Task set
a: According to the passage on cancer, when was the earliest recording of cancer made?
b: Can you translate this sentence from the passage on cancer into Spanish: "A mix of radiation, surgery, and chemotherapy has been the go-to treatment for most cancers over the last few decades."
c: Print the stretch of the passage on cancer from "It's an ugly" through "the brilliant Egyptians.".

Science in the minds of brilliant people never ceases to amaze me. Wild ideas become reality. Today just might be the day you heard about THE cure for cancer.


It's an ugly and large family of diseases that attack our bodies, yet all too often, the stories end with a losing battle. And it's not a 'new' disease that just popped up in the last hundred or so years like many believe. In fact, the earliest recording of 'cancer' was some 3,600 years ago by the brilliant Egyptians.

Cancer only seems like something 'new' because we're so good at diagnosing it these days. Technology has come a very long way in not only recognizing it, but also treating it.

A mix of radiation, surgery, and chemotherapy has been the go-to treatment for most cancers over the last few decades. Some respond very well, and others sadly don't. But, there is hope in the results of a wild shot in the dark taken at the Mayo Clinic over the last year.

Information

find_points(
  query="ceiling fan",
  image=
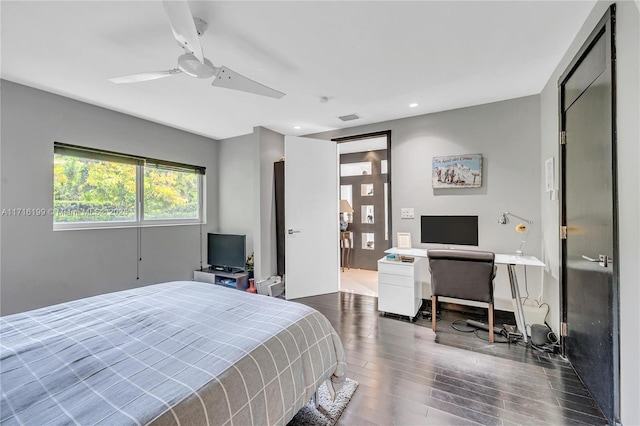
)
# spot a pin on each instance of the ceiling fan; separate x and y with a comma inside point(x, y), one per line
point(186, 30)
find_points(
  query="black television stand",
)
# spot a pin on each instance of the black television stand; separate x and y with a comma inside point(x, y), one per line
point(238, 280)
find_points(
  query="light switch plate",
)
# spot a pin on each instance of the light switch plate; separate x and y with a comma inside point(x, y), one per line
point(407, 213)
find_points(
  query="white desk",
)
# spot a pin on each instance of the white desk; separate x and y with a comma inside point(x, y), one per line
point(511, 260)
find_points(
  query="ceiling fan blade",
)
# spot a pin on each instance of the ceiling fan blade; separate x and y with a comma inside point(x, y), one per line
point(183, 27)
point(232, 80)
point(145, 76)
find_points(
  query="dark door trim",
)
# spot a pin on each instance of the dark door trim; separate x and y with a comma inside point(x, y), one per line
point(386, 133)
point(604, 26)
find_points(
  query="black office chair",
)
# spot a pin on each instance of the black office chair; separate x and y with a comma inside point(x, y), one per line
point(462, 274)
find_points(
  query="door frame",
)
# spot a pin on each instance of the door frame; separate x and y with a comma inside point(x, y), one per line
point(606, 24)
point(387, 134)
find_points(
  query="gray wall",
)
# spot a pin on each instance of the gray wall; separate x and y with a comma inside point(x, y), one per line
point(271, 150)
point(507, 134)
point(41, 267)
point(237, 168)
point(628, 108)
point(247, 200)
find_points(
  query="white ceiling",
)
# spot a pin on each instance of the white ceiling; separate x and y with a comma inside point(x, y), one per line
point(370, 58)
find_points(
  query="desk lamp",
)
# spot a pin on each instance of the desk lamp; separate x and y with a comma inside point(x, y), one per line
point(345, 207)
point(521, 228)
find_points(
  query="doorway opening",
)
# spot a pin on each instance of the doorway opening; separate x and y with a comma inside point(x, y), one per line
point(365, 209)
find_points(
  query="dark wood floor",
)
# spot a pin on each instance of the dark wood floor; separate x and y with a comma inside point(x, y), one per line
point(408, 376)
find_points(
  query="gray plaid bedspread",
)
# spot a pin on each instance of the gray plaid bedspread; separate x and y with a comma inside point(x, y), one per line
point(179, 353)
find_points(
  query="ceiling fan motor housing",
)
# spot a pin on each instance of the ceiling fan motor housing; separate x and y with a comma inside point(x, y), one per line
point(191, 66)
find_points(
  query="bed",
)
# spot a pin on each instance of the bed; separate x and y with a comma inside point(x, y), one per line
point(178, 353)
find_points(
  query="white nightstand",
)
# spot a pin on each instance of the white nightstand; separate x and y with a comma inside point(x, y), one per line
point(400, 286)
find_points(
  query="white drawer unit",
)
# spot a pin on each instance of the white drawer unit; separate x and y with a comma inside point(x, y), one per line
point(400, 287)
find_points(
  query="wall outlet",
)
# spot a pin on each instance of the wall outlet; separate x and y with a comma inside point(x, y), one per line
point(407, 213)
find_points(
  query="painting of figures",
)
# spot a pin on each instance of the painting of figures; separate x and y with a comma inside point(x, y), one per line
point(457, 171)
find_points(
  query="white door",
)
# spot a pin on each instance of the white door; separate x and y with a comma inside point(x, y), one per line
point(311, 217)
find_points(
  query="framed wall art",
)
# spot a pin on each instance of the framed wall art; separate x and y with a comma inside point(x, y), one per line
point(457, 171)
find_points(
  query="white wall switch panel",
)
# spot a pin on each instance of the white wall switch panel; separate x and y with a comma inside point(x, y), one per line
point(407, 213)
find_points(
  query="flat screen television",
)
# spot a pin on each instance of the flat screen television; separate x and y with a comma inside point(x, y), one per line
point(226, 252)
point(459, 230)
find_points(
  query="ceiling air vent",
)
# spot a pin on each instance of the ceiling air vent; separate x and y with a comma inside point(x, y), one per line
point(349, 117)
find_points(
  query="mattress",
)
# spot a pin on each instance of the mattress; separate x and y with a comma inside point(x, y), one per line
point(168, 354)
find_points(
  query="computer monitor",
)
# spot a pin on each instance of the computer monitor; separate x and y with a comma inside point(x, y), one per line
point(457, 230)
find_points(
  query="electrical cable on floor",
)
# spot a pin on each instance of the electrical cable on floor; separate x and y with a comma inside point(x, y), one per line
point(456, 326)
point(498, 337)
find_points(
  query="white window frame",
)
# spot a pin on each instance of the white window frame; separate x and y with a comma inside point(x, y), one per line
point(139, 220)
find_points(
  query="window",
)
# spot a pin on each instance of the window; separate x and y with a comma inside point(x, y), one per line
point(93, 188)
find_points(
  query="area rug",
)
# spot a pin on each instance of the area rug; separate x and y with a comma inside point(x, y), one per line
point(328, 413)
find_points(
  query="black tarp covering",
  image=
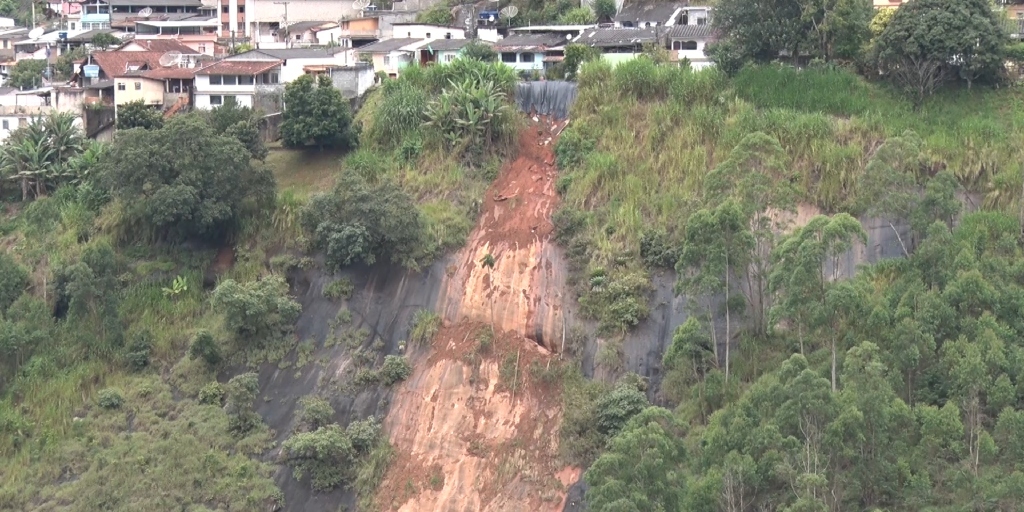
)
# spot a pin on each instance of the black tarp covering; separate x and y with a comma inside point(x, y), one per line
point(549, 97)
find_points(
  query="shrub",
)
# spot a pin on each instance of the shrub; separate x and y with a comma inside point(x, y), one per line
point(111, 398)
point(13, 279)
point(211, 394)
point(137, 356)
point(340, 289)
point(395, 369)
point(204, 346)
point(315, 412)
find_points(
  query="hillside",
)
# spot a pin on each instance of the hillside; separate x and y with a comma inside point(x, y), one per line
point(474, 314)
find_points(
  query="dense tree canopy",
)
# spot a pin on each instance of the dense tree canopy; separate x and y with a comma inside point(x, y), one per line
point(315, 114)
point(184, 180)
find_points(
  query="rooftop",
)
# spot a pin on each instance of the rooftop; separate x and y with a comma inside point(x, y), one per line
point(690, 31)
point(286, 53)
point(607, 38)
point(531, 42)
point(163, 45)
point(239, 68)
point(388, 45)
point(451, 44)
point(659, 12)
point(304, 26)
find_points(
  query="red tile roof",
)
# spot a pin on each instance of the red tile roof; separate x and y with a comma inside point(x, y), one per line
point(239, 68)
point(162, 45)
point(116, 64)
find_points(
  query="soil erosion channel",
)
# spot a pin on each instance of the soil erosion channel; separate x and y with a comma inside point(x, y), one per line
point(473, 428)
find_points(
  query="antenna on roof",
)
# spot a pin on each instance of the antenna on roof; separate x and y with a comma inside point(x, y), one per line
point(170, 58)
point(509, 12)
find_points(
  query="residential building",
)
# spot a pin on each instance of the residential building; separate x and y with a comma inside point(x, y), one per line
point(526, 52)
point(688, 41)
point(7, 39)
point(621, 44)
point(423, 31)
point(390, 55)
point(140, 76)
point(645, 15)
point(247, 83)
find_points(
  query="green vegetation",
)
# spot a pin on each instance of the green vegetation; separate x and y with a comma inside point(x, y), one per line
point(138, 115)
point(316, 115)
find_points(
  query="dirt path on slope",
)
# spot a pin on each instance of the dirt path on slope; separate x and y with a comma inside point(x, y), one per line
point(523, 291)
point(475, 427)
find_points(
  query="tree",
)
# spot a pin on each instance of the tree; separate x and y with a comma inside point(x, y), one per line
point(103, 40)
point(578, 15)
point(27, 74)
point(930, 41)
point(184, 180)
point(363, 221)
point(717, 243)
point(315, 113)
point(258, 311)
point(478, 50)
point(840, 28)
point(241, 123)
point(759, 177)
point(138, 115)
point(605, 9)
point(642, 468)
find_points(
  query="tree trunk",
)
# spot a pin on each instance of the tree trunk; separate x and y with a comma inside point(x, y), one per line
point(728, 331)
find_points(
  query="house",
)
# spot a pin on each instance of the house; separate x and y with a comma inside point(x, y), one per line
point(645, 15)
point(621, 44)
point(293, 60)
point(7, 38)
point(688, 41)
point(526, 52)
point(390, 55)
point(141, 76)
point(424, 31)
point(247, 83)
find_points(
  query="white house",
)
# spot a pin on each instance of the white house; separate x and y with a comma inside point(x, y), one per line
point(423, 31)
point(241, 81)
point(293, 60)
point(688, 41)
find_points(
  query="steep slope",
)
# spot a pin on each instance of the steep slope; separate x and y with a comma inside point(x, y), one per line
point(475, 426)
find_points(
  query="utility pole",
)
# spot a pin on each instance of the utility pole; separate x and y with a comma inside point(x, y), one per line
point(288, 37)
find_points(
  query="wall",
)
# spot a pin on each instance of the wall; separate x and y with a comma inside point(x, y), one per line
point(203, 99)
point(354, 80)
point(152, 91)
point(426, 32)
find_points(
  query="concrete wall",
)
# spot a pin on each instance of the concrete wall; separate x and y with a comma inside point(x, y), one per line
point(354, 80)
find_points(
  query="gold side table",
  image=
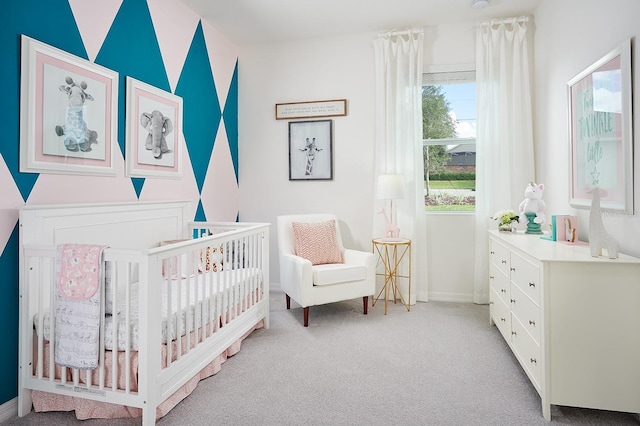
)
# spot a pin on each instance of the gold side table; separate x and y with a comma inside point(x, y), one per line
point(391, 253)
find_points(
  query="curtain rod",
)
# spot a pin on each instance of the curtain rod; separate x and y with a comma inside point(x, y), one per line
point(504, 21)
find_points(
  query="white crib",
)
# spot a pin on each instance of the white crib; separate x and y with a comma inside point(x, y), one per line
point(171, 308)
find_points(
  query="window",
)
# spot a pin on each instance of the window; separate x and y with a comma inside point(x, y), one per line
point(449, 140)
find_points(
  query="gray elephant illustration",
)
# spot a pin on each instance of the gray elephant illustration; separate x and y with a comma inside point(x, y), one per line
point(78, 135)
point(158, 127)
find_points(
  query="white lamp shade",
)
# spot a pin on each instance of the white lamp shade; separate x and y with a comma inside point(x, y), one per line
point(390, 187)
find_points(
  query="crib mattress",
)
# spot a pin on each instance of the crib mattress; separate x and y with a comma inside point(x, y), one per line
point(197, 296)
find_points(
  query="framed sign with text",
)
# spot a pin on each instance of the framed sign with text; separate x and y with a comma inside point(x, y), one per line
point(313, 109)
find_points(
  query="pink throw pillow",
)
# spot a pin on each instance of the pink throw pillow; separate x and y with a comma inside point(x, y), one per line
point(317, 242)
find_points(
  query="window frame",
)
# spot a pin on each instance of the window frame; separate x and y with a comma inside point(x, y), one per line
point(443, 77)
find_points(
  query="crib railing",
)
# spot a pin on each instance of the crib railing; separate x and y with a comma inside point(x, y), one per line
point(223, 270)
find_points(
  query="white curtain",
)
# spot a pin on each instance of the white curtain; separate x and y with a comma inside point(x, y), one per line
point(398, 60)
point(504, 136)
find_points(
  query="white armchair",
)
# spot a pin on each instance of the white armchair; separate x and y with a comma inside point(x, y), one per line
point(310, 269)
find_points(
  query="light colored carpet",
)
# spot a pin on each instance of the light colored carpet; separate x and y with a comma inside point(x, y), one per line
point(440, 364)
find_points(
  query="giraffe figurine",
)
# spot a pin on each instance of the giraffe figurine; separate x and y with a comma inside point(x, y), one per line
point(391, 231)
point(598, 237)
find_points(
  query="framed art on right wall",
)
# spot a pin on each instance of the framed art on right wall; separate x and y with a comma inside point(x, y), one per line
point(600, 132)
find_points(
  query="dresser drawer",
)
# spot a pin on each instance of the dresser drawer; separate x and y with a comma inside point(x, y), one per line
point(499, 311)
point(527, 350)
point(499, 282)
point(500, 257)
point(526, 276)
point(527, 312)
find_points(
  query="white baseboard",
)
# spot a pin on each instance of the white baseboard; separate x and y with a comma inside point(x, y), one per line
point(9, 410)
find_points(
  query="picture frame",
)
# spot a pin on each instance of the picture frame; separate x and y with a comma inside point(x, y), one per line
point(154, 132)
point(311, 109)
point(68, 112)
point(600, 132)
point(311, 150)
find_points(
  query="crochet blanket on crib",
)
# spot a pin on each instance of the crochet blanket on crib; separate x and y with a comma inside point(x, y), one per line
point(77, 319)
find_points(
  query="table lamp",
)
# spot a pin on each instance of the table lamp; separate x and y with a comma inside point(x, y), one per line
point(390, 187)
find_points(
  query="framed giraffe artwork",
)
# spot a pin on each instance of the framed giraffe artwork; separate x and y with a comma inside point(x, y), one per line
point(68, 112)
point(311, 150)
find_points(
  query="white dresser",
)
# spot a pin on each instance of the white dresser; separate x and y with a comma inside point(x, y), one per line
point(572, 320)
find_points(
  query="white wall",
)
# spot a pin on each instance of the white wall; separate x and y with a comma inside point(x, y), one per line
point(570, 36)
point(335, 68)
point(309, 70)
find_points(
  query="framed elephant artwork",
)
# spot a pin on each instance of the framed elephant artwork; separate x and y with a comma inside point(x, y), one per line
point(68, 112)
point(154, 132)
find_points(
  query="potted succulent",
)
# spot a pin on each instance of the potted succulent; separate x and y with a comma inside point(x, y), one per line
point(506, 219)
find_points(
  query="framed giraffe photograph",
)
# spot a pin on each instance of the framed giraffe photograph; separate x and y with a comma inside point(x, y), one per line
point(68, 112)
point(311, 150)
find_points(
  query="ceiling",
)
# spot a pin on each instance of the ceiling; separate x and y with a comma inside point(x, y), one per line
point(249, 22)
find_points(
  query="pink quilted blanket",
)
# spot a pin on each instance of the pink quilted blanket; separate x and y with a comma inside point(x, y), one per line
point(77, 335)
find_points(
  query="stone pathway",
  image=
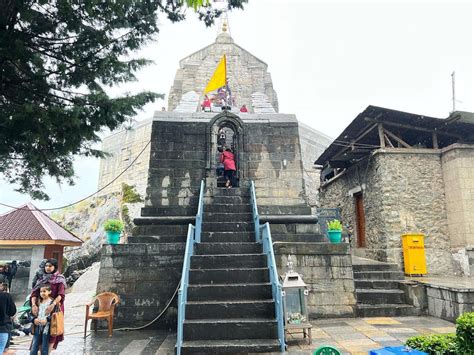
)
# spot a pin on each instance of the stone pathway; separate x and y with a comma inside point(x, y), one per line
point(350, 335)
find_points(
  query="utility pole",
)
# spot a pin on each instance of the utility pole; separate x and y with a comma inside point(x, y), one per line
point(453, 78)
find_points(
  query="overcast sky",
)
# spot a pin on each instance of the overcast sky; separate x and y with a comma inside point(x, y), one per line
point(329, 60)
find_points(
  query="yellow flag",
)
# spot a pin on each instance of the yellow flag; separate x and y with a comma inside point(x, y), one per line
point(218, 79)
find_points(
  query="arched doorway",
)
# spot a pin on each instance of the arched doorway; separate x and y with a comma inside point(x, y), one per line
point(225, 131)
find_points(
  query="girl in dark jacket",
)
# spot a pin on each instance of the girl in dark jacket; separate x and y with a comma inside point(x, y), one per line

Answers to this exercise
a: Some 3,600 years ago, by the Egyptians.

b: Una combinación de radiación, cirugía y quimioterapia ha sido el tratamiento de referencia para la mayoría de los cánceres durante las últimas décadas.

c:
It's an ugly and large family of diseases that attack our bodies, yet all too often, the stories end with a losing battle. And it's not a 'new' disease that just popped up in the last hundred or so years like many believe. In fact, the earliest recording of 'cancer' was some 3,600 years ago by the brilliant Egyptians.